• [SET EXERCISE]: Scale the records that follow by reproducing every line, requests included, and multiplying each point coordinate in the answers by 0.75, rounding to the nearest whole number with halves rounded up. Leave all other text unchanged.

• [Dataset excerpt]:
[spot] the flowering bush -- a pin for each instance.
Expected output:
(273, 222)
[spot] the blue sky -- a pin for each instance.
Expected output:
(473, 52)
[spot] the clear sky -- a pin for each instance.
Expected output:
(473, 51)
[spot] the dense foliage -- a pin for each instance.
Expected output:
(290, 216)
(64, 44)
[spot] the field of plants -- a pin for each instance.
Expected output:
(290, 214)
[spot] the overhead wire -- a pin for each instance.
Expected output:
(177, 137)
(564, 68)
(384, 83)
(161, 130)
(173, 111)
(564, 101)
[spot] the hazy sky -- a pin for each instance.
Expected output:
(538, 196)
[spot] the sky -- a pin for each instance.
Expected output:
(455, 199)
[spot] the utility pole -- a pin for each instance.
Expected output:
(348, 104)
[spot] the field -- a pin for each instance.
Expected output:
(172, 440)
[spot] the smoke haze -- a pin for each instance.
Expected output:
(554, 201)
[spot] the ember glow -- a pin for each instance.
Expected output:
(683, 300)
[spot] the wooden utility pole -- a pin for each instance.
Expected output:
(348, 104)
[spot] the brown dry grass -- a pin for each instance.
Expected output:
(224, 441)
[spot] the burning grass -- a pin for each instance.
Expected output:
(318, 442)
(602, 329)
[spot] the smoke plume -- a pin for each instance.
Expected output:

• [RESULT OF THE EXERCISE]:
[spot] the flowering bush -- a pin for each instance.
Expected output:
(205, 167)
[spot] the blue sky -- a pin for each instance.
Expected output:
(355, 39)
[spot] the clear sky -- a pin for each instance.
Expected output:
(355, 38)
[spot] the dense foliage -- a pin for each instance.
Expected output:
(218, 162)
(48, 33)
[spot] the field of plants -- a pin for each instance.
Expected output:
(218, 161)
[spot] the overhead wire -- a pin for each instance.
Expected output:
(133, 103)
(423, 51)
(288, 62)
(121, 98)
(130, 83)
(423, 76)
[spot] the hazy sky -- a pin for each instance.
Expected output:
(404, 147)
[spot] the sky -- a pin for each instance.
Expected output:
(341, 149)
[spot] the utility pole -- a pin for each instance.
Expected output:
(261, 78)
[spot] the field -- a pin for each instance.
Expected output:
(129, 330)
[spot] the smoke haze -- a pin for each instance.
Expected output:
(416, 151)
[spot] the ember glow -- a pin for each instance.
Expected output:
(512, 225)
[spot] the wooden utility pole -- a pin for each instance.
Expected output:
(261, 78)
[spot] the brown dry grass -- a pin for each instance.
Expected output:
(168, 331)
[spot] the burning grass -- a pin for each instance.
Expected output:
(239, 332)
(452, 247)
[spot] the smoke plume -- a pin for each instance.
Expected output:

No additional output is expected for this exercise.